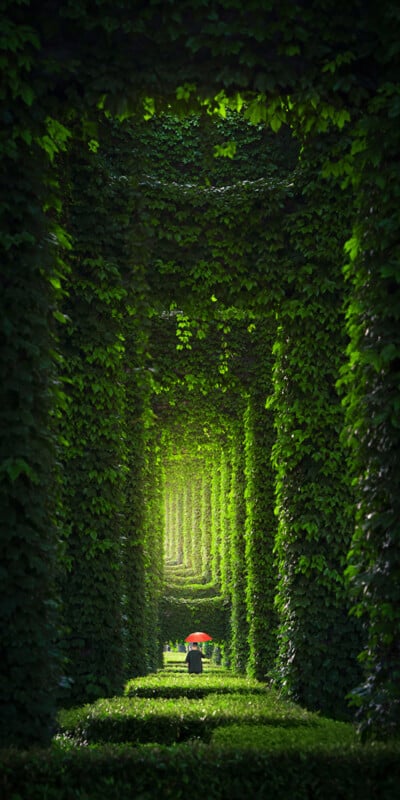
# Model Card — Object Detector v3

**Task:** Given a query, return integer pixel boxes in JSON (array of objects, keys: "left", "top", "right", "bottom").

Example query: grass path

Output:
[{"left": 0, "top": 653, "right": 400, "bottom": 800}]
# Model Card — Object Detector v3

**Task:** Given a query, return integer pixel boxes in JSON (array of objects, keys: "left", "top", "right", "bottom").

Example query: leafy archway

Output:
[{"left": 1, "top": 0, "right": 399, "bottom": 742}]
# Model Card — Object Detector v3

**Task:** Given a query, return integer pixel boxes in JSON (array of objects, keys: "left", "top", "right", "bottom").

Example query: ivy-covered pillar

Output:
[
  {"left": 142, "top": 429, "right": 164, "bottom": 672},
  {"left": 270, "top": 150, "right": 360, "bottom": 717},
  {"left": 229, "top": 420, "right": 249, "bottom": 674},
  {"left": 200, "top": 457, "right": 211, "bottom": 583},
  {"left": 61, "top": 134, "right": 130, "bottom": 702},
  {"left": 210, "top": 446, "right": 221, "bottom": 586},
  {"left": 219, "top": 442, "right": 232, "bottom": 598},
  {"left": 0, "top": 128, "right": 63, "bottom": 747},
  {"left": 344, "top": 97, "right": 400, "bottom": 738},
  {"left": 191, "top": 468, "right": 202, "bottom": 583},
  {"left": 244, "top": 321, "right": 277, "bottom": 680}
]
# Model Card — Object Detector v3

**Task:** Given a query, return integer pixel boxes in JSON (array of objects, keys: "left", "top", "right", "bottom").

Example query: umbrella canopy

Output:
[{"left": 185, "top": 631, "right": 212, "bottom": 642}]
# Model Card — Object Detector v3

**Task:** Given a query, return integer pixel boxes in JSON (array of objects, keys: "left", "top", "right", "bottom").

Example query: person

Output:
[{"left": 185, "top": 642, "right": 205, "bottom": 675}]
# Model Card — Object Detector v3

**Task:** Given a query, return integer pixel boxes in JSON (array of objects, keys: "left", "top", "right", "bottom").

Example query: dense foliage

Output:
[{"left": 0, "top": 0, "right": 400, "bottom": 744}]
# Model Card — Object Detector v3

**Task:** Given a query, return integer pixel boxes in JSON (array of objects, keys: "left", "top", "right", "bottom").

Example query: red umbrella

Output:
[{"left": 185, "top": 631, "right": 212, "bottom": 642}]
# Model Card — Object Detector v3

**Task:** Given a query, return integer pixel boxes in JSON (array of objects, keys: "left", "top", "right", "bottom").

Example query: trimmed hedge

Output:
[
  {"left": 58, "top": 676, "right": 346, "bottom": 744},
  {"left": 160, "top": 595, "right": 229, "bottom": 642},
  {"left": 0, "top": 743, "right": 400, "bottom": 800},
  {"left": 124, "top": 672, "right": 268, "bottom": 698}
]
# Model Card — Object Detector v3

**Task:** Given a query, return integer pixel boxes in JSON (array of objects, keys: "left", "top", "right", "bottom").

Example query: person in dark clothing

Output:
[{"left": 185, "top": 642, "right": 205, "bottom": 675}]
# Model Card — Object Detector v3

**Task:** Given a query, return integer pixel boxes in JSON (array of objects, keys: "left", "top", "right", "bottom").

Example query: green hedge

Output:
[
  {"left": 160, "top": 595, "right": 229, "bottom": 642},
  {"left": 58, "top": 675, "right": 355, "bottom": 744},
  {"left": 0, "top": 743, "right": 400, "bottom": 800}
]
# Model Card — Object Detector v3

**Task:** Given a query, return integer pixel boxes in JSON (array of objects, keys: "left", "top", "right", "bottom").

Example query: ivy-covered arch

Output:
[{"left": 1, "top": 0, "right": 399, "bottom": 742}]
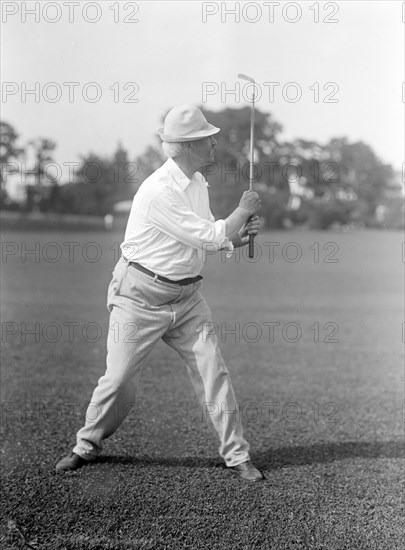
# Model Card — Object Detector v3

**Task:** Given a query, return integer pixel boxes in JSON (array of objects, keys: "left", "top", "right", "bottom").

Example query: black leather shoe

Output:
[
  {"left": 55, "top": 452, "right": 89, "bottom": 472},
  {"left": 229, "top": 460, "right": 266, "bottom": 481}
]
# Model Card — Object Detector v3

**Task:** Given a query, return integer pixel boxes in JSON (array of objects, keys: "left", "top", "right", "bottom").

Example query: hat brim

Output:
[{"left": 157, "top": 123, "right": 221, "bottom": 143}]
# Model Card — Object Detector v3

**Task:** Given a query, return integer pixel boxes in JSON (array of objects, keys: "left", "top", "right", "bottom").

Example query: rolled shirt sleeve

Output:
[{"left": 147, "top": 191, "right": 233, "bottom": 252}]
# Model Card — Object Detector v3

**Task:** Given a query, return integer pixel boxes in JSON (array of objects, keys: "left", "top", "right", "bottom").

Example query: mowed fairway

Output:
[{"left": 0, "top": 226, "right": 404, "bottom": 550}]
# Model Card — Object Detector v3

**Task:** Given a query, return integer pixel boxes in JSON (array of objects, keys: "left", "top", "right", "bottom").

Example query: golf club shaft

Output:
[{"left": 248, "top": 85, "right": 255, "bottom": 258}]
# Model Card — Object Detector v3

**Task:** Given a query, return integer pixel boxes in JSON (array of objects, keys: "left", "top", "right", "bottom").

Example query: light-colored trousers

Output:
[{"left": 73, "top": 257, "right": 249, "bottom": 467}]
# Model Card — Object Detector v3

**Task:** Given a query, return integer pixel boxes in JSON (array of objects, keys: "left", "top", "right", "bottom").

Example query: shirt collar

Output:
[{"left": 166, "top": 158, "right": 208, "bottom": 191}]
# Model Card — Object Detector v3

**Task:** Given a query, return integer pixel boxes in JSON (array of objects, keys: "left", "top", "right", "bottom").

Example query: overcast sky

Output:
[{"left": 1, "top": 1, "right": 404, "bottom": 177}]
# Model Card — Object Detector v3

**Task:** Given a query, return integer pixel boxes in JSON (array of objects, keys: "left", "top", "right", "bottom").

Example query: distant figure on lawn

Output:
[{"left": 56, "top": 105, "right": 264, "bottom": 481}]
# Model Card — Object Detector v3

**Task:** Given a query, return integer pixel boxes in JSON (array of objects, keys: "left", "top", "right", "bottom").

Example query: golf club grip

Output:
[{"left": 248, "top": 216, "right": 255, "bottom": 258}]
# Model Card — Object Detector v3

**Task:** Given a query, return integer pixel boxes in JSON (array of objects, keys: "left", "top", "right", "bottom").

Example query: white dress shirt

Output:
[{"left": 121, "top": 158, "right": 233, "bottom": 281}]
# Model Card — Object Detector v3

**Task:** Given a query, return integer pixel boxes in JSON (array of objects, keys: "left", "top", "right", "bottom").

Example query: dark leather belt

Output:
[{"left": 129, "top": 262, "right": 202, "bottom": 286}]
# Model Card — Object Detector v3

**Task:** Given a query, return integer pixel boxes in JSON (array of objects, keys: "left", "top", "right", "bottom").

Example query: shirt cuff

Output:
[{"left": 215, "top": 220, "right": 235, "bottom": 258}]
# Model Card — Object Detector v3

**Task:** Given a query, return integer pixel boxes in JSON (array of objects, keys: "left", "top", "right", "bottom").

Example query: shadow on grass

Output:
[{"left": 95, "top": 441, "right": 405, "bottom": 470}]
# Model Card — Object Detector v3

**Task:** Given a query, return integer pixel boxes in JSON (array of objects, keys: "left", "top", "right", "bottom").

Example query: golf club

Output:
[{"left": 238, "top": 73, "right": 255, "bottom": 258}]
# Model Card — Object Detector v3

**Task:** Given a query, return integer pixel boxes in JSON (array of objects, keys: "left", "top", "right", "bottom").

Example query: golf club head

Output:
[{"left": 238, "top": 73, "right": 255, "bottom": 82}]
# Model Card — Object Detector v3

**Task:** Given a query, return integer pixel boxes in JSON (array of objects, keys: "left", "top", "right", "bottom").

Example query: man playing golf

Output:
[{"left": 56, "top": 105, "right": 264, "bottom": 481}]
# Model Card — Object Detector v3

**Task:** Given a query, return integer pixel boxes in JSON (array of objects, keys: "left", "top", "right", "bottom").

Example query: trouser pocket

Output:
[{"left": 107, "top": 257, "right": 128, "bottom": 313}]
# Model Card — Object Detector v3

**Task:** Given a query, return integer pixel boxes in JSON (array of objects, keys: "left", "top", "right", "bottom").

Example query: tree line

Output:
[{"left": 0, "top": 107, "right": 403, "bottom": 229}]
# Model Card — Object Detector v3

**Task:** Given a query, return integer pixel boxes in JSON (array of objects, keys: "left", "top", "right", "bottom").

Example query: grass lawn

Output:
[{"left": 0, "top": 226, "right": 404, "bottom": 550}]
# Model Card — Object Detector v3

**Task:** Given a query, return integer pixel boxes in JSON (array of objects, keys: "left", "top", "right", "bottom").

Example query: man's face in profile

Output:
[{"left": 190, "top": 136, "right": 218, "bottom": 164}]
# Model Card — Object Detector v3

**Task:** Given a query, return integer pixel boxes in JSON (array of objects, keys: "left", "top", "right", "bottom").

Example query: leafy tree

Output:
[{"left": 0, "top": 121, "right": 24, "bottom": 204}]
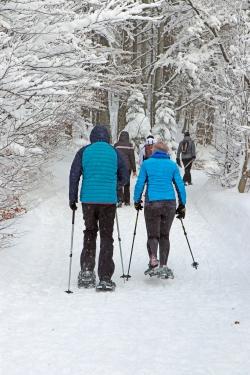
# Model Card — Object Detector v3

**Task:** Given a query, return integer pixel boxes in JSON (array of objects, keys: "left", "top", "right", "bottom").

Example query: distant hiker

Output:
[
  {"left": 176, "top": 131, "right": 196, "bottom": 185},
  {"left": 69, "top": 125, "right": 128, "bottom": 290},
  {"left": 114, "top": 131, "right": 136, "bottom": 207},
  {"left": 139, "top": 134, "right": 156, "bottom": 165},
  {"left": 134, "top": 142, "right": 186, "bottom": 278}
]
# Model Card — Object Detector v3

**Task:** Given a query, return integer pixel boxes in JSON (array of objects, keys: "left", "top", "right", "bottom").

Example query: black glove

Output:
[
  {"left": 134, "top": 201, "right": 143, "bottom": 211},
  {"left": 69, "top": 202, "right": 77, "bottom": 211},
  {"left": 175, "top": 203, "right": 186, "bottom": 219}
]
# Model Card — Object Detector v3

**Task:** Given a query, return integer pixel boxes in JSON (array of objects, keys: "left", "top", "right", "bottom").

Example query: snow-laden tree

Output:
[
  {"left": 124, "top": 90, "right": 150, "bottom": 145},
  {"left": 0, "top": 0, "right": 159, "bottom": 232},
  {"left": 152, "top": 0, "right": 250, "bottom": 186},
  {"left": 153, "top": 95, "right": 178, "bottom": 152}
]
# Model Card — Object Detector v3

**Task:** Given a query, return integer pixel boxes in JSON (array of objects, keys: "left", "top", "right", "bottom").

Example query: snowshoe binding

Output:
[
  {"left": 144, "top": 256, "right": 158, "bottom": 277},
  {"left": 96, "top": 280, "right": 116, "bottom": 292},
  {"left": 157, "top": 266, "right": 174, "bottom": 279},
  {"left": 78, "top": 270, "right": 96, "bottom": 289}
]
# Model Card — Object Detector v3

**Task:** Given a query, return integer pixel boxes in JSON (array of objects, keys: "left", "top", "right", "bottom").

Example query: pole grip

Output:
[{"left": 72, "top": 210, "right": 76, "bottom": 225}]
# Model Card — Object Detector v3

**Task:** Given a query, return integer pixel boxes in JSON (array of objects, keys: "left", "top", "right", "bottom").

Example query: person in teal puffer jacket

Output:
[
  {"left": 134, "top": 142, "right": 186, "bottom": 278},
  {"left": 69, "top": 125, "right": 128, "bottom": 290}
]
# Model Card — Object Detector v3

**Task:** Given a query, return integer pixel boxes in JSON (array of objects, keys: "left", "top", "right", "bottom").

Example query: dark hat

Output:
[{"left": 90, "top": 125, "right": 110, "bottom": 143}]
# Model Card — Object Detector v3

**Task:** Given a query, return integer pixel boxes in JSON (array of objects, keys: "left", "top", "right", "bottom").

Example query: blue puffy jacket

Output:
[
  {"left": 134, "top": 151, "right": 186, "bottom": 205},
  {"left": 69, "top": 125, "right": 129, "bottom": 204}
]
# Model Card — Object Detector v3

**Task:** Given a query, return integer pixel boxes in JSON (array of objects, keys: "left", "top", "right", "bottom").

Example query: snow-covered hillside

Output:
[{"left": 0, "top": 152, "right": 250, "bottom": 375}]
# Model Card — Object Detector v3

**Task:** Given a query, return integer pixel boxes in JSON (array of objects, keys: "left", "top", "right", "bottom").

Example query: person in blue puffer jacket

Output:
[
  {"left": 134, "top": 142, "right": 186, "bottom": 278},
  {"left": 69, "top": 125, "right": 129, "bottom": 290}
]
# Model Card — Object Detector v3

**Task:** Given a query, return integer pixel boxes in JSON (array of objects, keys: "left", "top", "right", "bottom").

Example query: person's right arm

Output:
[
  {"left": 173, "top": 164, "right": 186, "bottom": 206},
  {"left": 134, "top": 163, "right": 147, "bottom": 203},
  {"left": 69, "top": 148, "right": 84, "bottom": 203},
  {"left": 116, "top": 149, "right": 130, "bottom": 186}
]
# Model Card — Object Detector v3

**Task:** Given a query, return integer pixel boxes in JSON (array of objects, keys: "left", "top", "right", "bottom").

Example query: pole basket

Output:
[
  {"left": 192, "top": 262, "right": 199, "bottom": 270},
  {"left": 65, "top": 290, "right": 73, "bottom": 294}
]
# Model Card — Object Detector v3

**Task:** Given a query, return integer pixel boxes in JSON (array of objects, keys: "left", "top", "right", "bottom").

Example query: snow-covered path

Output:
[{"left": 0, "top": 153, "right": 250, "bottom": 375}]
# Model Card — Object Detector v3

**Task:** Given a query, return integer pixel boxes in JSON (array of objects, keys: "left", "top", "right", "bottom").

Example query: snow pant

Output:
[
  {"left": 80, "top": 203, "right": 116, "bottom": 280},
  {"left": 182, "top": 159, "right": 193, "bottom": 184},
  {"left": 144, "top": 200, "right": 176, "bottom": 266},
  {"left": 118, "top": 171, "right": 131, "bottom": 204}
]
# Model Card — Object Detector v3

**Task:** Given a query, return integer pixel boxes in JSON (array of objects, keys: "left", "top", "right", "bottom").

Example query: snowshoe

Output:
[
  {"left": 96, "top": 280, "right": 116, "bottom": 292},
  {"left": 78, "top": 270, "right": 96, "bottom": 289},
  {"left": 157, "top": 266, "right": 174, "bottom": 279},
  {"left": 144, "top": 265, "right": 157, "bottom": 277},
  {"left": 144, "top": 256, "right": 158, "bottom": 276}
]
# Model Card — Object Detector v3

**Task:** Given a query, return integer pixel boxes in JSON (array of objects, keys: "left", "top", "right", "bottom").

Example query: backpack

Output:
[
  {"left": 143, "top": 144, "right": 154, "bottom": 160},
  {"left": 181, "top": 141, "right": 189, "bottom": 154}
]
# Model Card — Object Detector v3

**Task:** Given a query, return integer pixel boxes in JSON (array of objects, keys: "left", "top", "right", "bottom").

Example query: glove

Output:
[
  {"left": 175, "top": 203, "right": 186, "bottom": 219},
  {"left": 69, "top": 202, "right": 77, "bottom": 211},
  {"left": 134, "top": 201, "right": 143, "bottom": 211}
]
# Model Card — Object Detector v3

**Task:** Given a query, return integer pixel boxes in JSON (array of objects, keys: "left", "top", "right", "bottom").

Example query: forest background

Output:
[{"left": 0, "top": 0, "right": 250, "bottom": 246}]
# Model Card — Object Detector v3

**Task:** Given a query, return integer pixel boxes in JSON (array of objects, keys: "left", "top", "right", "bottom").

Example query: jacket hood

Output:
[
  {"left": 145, "top": 138, "right": 156, "bottom": 145},
  {"left": 119, "top": 131, "right": 129, "bottom": 142},
  {"left": 151, "top": 150, "right": 170, "bottom": 159},
  {"left": 89, "top": 125, "right": 110, "bottom": 143}
]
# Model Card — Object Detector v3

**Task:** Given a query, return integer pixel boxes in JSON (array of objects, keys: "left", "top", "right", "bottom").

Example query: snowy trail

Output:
[{"left": 0, "top": 153, "right": 250, "bottom": 375}]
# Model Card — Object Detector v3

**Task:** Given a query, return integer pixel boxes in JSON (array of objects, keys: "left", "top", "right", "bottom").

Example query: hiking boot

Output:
[
  {"left": 149, "top": 255, "right": 158, "bottom": 268},
  {"left": 96, "top": 279, "right": 116, "bottom": 292},
  {"left": 78, "top": 270, "right": 96, "bottom": 289}
]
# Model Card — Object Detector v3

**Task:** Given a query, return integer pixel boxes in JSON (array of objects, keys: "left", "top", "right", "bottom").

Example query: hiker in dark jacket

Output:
[
  {"left": 114, "top": 131, "right": 136, "bottom": 207},
  {"left": 69, "top": 125, "right": 128, "bottom": 290},
  {"left": 134, "top": 142, "right": 186, "bottom": 278},
  {"left": 176, "top": 131, "right": 196, "bottom": 185}
]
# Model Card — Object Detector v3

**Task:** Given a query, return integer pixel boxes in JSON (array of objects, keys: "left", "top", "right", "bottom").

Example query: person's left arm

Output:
[
  {"left": 134, "top": 163, "right": 147, "bottom": 203},
  {"left": 116, "top": 149, "right": 130, "bottom": 186}
]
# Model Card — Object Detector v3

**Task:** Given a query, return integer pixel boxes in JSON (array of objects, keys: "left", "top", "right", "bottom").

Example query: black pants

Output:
[
  {"left": 80, "top": 203, "right": 116, "bottom": 280},
  {"left": 118, "top": 171, "right": 131, "bottom": 203},
  {"left": 144, "top": 200, "right": 176, "bottom": 266},
  {"left": 182, "top": 159, "right": 193, "bottom": 184}
]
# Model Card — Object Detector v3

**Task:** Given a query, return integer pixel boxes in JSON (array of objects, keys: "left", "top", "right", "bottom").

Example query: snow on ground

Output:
[{"left": 0, "top": 152, "right": 250, "bottom": 375}]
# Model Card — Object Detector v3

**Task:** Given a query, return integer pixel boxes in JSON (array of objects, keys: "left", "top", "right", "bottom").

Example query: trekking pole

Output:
[
  {"left": 65, "top": 210, "right": 76, "bottom": 294},
  {"left": 177, "top": 216, "right": 199, "bottom": 269},
  {"left": 115, "top": 212, "right": 126, "bottom": 282},
  {"left": 184, "top": 159, "right": 193, "bottom": 169},
  {"left": 126, "top": 210, "right": 139, "bottom": 281}
]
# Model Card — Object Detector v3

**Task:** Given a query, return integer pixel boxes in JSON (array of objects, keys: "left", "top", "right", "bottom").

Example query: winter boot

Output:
[
  {"left": 96, "top": 279, "right": 116, "bottom": 292},
  {"left": 78, "top": 270, "right": 96, "bottom": 288}
]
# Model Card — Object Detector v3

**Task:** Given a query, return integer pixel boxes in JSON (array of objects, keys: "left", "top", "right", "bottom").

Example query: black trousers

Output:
[
  {"left": 144, "top": 200, "right": 176, "bottom": 266},
  {"left": 80, "top": 203, "right": 116, "bottom": 280},
  {"left": 182, "top": 159, "right": 193, "bottom": 184},
  {"left": 118, "top": 171, "right": 131, "bottom": 203}
]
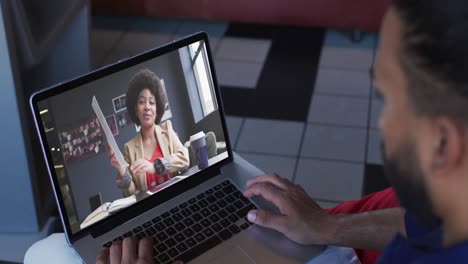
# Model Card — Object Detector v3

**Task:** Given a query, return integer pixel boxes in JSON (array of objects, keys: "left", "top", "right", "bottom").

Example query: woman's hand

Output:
[
  {"left": 107, "top": 145, "right": 125, "bottom": 175},
  {"left": 96, "top": 237, "right": 183, "bottom": 264},
  {"left": 130, "top": 159, "right": 156, "bottom": 175}
]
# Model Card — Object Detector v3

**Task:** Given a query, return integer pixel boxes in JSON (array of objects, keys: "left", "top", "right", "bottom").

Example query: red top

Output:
[{"left": 146, "top": 144, "right": 172, "bottom": 189}]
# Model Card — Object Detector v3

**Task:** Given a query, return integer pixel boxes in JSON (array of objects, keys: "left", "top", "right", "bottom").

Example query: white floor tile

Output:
[
  {"left": 295, "top": 159, "right": 364, "bottom": 201},
  {"left": 237, "top": 118, "right": 304, "bottom": 156},
  {"left": 239, "top": 152, "right": 296, "bottom": 180},
  {"left": 314, "top": 68, "right": 371, "bottom": 98},
  {"left": 215, "top": 60, "right": 263, "bottom": 89},
  {"left": 308, "top": 95, "right": 369, "bottom": 127},
  {"left": 105, "top": 31, "right": 171, "bottom": 64},
  {"left": 301, "top": 124, "right": 367, "bottom": 162},
  {"left": 320, "top": 47, "right": 374, "bottom": 71},
  {"left": 91, "top": 28, "right": 123, "bottom": 68},
  {"left": 226, "top": 116, "right": 243, "bottom": 148},
  {"left": 367, "top": 129, "right": 383, "bottom": 165},
  {"left": 216, "top": 37, "right": 271, "bottom": 64}
]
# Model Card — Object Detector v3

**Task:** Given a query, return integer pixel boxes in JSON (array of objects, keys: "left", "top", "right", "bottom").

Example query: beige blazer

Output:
[{"left": 117, "top": 120, "right": 190, "bottom": 196}]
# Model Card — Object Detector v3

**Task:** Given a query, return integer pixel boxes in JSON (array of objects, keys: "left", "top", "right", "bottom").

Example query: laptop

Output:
[{"left": 30, "top": 32, "right": 322, "bottom": 263}]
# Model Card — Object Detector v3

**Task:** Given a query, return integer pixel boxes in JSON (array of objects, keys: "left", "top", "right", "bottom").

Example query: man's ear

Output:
[{"left": 431, "top": 117, "right": 466, "bottom": 175}]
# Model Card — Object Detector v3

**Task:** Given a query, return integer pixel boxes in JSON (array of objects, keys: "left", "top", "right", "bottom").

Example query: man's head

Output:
[{"left": 373, "top": 0, "right": 468, "bottom": 226}]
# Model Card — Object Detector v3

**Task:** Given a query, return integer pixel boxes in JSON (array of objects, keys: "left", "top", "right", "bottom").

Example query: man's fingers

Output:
[
  {"left": 246, "top": 173, "right": 289, "bottom": 190},
  {"left": 138, "top": 237, "right": 153, "bottom": 263},
  {"left": 122, "top": 237, "right": 137, "bottom": 263},
  {"left": 109, "top": 241, "right": 122, "bottom": 263},
  {"left": 96, "top": 248, "right": 109, "bottom": 264},
  {"left": 244, "top": 183, "right": 287, "bottom": 212},
  {"left": 247, "top": 210, "right": 287, "bottom": 233}
]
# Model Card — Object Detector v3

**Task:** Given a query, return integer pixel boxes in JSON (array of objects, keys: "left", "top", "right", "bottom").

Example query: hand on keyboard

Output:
[
  {"left": 244, "top": 174, "right": 334, "bottom": 245},
  {"left": 96, "top": 237, "right": 181, "bottom": 264}
]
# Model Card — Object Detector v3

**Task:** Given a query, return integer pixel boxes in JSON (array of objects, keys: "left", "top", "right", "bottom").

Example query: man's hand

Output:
[
  {"left": 244, "top": 174, "right": 336, "bottom": 245},
  {"left": 96, "top": 237, "right": 153, "bottom": 264}
]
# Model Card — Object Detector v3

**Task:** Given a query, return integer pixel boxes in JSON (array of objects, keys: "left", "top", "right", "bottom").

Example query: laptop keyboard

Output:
[{"left": 103, "top": 180, "right": 256, "bottom": 263}]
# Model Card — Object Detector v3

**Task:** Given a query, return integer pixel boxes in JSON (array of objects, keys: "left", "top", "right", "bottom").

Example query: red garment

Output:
[
  {"left": 146, "top": 144, "right": 172, "bottom": 189},
  {"left": 325, "top": 188, "right": 400, "bottom": 264}
]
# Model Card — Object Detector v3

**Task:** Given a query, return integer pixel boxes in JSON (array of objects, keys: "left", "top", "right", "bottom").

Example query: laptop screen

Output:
[{"left": 36, "top": 35, "right": 230, "bottom": 234}]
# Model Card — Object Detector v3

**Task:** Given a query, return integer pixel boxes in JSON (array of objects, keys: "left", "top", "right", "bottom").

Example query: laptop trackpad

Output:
[{"left": 208, "top": 246, "right": 255, "bottom": 264}]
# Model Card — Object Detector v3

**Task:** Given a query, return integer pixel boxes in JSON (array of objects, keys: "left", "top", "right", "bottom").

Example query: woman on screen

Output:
[{"left": 109, "top": 69, "right": 189, "bottom": 196}]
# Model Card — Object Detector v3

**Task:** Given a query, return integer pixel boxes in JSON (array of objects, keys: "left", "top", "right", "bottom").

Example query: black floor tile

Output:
[
  {"left": 221, "top": 24, "right": 325, "bottom": 122},
  {"left": 362, "top": 164, "right": 390, "bottom": 196}
]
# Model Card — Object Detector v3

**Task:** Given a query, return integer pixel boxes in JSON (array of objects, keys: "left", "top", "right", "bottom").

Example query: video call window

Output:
[{"left": 39, "top": 41, "right": 228, "bottom": 232}]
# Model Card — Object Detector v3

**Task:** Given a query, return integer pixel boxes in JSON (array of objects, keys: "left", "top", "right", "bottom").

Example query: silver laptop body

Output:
[{"left": 30, "top": 32, "right": 323, "bottom": 264}]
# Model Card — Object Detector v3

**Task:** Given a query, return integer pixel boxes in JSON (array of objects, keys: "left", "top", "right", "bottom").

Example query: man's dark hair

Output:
[
  {"left": 127, "top": 69, "right": 167, "bottom": 125},
  {"left": 393, "top": 0, "right": 468, "bottom": 122}
]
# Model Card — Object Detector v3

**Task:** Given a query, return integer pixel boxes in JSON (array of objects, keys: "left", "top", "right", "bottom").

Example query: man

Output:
[{"left": 100, "top": 0, "right": 468, "bottom": 263}]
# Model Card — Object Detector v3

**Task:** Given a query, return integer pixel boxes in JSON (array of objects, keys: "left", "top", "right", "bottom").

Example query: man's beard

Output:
[{"left": 381, "top": 142, "right": 440, "bottom": 225}]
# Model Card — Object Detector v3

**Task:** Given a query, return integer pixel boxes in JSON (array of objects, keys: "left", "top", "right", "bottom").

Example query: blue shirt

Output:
[{"left": 378, "top": 214, "right": 468, "bottom": 264}]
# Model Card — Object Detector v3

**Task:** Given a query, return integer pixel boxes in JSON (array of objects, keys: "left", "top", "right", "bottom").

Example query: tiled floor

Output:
[{"left": 91, "top": 17, "right": 385, "bottom": 207}]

• **Aim of the exercise**: Which of the lines above contain the string "woman", with uppercase and lowercase treated as different? Copy out every such line.

• **Output below**:
Example query: woman's hand
Example query: woman on screen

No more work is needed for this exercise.